▶ [INPUT RECORDS]
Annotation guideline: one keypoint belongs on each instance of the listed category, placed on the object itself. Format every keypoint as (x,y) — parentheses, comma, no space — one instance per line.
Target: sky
==
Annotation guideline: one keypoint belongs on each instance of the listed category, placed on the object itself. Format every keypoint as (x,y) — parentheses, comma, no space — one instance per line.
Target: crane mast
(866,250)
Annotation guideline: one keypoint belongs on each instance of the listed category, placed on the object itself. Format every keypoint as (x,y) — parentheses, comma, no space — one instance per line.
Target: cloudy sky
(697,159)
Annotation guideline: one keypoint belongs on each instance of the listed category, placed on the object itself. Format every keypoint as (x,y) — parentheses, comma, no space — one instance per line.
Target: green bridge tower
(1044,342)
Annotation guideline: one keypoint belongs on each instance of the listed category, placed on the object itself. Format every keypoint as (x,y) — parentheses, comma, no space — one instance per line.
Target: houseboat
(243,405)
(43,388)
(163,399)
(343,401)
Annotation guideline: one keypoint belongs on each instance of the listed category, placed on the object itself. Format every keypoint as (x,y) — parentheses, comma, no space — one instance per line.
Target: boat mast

▶ [PROBLEM REQUIREMENTS]
How many lines in the items above contain the word "Target"? Case counts. Reply with the number alone.

▶ [CORRECT RESPONSE]
6